Exercise
Write out each line from the data below that includes the word "brindle".

───── Available data

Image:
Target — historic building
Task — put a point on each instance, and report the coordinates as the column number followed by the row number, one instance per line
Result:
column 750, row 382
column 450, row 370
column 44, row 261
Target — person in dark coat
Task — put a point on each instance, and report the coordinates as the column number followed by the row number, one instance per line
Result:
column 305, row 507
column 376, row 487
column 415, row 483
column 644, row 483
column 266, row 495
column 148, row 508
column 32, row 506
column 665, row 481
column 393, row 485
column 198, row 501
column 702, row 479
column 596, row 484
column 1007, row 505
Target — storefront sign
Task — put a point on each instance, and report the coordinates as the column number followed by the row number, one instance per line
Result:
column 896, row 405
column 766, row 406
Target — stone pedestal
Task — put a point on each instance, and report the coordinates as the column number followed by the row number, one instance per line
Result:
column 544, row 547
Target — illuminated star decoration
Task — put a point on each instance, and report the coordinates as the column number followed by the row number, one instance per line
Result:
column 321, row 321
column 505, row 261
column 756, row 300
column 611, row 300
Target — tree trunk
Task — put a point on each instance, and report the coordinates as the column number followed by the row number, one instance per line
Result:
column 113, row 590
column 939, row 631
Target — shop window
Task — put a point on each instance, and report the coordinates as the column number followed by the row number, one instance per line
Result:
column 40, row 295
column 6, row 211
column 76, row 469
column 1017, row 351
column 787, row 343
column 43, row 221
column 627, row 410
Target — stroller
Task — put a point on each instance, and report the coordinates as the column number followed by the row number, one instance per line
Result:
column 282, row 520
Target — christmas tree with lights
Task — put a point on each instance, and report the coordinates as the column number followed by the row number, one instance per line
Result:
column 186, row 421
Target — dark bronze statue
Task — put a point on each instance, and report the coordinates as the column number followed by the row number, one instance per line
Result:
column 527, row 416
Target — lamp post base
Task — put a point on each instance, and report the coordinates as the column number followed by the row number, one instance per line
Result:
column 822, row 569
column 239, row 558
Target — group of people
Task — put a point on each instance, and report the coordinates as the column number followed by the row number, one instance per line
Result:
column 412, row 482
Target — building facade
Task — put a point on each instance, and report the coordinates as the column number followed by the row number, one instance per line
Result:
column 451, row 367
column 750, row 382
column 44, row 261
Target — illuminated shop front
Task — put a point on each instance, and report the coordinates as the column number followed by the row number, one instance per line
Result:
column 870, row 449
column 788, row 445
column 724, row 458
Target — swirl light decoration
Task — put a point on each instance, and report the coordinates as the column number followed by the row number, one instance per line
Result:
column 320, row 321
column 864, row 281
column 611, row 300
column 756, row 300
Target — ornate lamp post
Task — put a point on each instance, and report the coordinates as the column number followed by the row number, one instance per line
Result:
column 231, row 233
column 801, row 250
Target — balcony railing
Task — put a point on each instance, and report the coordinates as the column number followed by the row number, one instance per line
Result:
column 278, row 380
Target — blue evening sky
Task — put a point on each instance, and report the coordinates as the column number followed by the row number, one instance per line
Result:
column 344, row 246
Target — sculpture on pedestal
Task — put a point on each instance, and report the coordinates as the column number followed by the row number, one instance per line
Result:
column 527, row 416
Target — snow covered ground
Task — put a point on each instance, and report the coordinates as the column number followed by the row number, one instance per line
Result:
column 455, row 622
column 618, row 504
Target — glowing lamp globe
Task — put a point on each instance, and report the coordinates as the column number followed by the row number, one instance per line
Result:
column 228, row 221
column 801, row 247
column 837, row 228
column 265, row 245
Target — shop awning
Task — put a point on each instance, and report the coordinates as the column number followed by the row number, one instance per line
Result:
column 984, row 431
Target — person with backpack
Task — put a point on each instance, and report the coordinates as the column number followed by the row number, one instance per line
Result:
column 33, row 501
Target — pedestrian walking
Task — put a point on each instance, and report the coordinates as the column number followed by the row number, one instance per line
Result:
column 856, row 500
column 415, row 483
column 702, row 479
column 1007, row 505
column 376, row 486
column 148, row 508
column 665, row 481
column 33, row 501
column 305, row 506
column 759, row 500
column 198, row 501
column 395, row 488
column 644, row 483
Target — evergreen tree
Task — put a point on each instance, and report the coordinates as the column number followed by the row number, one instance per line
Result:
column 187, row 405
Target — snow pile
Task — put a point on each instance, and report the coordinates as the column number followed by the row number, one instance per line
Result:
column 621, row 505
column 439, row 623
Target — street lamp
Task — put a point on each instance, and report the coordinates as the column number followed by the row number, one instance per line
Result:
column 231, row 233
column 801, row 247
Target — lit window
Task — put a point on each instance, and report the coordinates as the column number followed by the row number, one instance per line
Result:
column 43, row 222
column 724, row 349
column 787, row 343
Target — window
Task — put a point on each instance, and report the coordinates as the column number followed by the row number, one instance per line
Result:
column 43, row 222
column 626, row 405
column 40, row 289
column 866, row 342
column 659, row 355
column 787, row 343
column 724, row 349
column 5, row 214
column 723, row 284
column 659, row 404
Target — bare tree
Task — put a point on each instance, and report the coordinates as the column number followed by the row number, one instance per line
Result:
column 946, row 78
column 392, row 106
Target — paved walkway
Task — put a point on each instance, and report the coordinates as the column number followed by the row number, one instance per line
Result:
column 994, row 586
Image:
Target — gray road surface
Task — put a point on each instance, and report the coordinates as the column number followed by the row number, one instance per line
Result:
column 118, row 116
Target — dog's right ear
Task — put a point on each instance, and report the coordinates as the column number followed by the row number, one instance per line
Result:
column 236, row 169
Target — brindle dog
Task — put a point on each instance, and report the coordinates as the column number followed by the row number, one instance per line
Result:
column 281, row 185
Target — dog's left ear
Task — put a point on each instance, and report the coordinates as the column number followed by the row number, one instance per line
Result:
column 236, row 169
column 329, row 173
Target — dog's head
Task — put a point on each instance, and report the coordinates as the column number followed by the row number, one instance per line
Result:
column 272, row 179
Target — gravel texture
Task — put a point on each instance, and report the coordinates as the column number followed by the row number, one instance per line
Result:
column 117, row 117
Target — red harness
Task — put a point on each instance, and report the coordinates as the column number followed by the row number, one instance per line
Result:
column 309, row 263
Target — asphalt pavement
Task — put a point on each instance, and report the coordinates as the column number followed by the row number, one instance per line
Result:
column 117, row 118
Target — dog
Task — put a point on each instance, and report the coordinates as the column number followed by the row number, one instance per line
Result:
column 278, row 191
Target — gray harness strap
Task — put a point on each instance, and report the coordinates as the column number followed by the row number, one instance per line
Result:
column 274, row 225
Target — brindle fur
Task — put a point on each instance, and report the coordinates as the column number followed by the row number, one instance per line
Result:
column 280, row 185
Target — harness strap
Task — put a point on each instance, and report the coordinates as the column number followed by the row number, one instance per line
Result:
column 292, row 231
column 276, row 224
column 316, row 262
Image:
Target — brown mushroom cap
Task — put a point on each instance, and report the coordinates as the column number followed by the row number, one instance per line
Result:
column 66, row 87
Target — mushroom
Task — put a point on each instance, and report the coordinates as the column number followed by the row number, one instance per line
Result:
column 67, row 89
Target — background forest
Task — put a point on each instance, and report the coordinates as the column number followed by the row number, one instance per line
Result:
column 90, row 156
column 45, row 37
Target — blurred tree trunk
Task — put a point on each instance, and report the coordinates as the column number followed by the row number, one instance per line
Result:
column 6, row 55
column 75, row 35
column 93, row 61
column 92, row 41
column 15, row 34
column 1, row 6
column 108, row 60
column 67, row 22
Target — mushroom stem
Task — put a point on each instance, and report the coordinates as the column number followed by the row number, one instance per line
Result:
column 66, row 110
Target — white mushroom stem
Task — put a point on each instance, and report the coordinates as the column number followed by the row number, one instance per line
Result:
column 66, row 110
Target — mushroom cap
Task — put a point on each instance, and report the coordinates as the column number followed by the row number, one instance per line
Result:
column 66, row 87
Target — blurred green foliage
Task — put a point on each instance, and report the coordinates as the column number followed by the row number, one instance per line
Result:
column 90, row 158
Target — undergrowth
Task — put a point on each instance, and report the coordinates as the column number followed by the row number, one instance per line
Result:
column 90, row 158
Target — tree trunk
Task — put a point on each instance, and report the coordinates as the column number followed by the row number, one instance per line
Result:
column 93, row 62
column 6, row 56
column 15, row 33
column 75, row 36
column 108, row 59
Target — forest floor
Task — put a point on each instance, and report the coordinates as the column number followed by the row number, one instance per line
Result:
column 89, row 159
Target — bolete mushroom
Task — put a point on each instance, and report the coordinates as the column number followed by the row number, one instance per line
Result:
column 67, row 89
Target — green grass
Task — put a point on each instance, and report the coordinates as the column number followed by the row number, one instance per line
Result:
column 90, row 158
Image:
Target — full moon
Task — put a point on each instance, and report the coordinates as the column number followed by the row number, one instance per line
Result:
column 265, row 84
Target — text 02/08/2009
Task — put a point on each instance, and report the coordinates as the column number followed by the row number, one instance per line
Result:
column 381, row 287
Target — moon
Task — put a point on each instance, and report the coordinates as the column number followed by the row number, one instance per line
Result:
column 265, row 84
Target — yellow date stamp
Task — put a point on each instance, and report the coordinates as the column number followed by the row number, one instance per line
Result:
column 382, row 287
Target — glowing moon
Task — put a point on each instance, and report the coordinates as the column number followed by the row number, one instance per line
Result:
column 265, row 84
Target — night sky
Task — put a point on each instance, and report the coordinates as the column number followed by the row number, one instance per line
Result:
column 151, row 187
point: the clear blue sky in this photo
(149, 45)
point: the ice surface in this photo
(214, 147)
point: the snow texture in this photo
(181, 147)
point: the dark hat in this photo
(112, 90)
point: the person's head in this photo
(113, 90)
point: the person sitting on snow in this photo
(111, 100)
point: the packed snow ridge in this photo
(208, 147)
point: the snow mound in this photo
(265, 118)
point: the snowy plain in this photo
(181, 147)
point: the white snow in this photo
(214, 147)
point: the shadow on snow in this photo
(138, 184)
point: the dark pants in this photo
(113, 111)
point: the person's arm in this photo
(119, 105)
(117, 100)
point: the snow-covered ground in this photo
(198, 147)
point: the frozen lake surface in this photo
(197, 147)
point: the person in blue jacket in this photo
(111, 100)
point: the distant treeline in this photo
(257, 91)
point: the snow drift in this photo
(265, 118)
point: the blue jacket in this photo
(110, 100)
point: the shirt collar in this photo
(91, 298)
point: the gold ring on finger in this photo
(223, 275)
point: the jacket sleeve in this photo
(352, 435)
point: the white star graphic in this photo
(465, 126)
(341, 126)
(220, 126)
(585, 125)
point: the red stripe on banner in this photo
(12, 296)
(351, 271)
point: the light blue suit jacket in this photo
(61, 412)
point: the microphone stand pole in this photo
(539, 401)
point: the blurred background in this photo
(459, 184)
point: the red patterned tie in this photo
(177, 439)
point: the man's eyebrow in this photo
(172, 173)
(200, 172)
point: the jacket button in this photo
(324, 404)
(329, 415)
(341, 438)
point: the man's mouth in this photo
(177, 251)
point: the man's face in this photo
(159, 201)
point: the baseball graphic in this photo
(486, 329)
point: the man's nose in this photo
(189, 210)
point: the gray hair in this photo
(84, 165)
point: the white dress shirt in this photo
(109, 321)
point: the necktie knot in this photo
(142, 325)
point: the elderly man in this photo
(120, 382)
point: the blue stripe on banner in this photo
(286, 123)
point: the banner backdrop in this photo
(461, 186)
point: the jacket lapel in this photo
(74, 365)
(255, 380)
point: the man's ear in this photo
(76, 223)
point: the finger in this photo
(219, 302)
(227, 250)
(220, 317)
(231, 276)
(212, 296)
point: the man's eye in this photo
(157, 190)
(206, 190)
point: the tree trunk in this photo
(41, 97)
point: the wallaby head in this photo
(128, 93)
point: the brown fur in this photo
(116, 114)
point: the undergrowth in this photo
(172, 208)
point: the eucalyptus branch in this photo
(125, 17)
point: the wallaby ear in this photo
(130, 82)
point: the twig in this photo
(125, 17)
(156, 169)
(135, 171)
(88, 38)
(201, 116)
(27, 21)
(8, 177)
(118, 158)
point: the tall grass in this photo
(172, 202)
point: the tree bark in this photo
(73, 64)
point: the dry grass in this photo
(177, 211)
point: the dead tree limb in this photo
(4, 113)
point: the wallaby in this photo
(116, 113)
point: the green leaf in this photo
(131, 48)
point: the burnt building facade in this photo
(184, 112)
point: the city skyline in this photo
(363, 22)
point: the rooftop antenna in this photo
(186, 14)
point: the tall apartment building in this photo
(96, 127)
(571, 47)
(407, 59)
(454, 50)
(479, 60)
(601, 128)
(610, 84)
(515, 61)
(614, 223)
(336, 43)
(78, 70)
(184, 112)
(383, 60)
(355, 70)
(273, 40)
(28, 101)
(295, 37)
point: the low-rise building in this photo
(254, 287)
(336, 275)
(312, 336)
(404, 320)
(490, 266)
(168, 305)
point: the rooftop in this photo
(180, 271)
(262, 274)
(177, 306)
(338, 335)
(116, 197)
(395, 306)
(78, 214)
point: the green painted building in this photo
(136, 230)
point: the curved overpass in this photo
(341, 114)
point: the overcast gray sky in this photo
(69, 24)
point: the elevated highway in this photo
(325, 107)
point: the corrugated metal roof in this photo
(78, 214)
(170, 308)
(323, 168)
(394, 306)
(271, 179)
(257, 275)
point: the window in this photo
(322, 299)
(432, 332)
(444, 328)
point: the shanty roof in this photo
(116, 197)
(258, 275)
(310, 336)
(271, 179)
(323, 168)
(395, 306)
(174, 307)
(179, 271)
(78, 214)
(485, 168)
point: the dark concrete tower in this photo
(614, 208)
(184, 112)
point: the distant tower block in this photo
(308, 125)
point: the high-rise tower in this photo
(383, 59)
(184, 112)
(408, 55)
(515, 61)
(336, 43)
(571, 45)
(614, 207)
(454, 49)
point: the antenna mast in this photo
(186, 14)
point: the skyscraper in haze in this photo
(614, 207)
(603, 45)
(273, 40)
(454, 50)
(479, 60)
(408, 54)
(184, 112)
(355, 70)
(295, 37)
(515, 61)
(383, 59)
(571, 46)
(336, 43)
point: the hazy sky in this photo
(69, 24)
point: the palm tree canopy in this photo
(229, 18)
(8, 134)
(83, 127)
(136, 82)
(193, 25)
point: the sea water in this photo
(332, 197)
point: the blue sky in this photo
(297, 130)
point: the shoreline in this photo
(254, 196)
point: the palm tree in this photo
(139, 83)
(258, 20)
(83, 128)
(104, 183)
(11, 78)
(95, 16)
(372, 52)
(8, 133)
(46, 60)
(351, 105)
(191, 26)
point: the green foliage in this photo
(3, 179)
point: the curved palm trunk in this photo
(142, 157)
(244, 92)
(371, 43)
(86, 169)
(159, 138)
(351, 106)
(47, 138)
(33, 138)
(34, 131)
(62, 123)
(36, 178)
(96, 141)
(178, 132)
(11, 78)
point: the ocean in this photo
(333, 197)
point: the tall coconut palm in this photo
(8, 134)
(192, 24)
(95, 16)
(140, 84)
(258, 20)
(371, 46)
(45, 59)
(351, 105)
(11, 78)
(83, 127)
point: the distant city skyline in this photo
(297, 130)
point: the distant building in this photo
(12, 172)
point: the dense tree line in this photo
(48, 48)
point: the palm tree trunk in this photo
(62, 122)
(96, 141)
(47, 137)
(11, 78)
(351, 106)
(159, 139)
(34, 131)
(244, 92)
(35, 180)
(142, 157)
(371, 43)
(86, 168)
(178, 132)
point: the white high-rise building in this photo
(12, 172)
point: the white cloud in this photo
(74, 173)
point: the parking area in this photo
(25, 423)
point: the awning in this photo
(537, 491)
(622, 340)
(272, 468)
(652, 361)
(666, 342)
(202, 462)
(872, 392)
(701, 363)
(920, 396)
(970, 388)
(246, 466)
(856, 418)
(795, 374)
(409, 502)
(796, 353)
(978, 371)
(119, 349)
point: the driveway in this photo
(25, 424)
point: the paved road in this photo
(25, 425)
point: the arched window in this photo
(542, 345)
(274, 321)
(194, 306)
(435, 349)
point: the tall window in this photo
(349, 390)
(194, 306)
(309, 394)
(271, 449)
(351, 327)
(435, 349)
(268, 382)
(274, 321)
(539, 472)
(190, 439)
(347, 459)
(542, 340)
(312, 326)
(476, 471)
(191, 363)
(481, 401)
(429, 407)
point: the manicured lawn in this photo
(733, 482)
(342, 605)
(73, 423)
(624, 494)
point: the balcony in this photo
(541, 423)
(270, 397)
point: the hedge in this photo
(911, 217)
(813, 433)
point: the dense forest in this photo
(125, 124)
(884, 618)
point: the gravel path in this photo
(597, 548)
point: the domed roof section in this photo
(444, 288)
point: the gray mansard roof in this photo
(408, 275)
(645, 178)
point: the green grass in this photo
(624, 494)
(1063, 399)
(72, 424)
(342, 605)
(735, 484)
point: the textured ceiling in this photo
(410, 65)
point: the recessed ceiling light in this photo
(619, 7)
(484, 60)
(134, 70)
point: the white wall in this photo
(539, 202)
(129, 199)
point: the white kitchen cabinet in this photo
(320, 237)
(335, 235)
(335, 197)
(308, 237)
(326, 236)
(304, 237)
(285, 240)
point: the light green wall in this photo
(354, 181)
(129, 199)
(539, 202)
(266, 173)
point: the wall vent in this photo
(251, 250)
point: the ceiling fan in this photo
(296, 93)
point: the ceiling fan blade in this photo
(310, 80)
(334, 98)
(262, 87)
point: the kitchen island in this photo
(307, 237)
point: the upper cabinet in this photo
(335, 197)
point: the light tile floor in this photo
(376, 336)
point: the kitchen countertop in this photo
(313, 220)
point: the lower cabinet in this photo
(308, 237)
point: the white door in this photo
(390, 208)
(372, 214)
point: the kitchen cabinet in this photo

──────────

Solution below
Target — brindle dog
Target — brindle fur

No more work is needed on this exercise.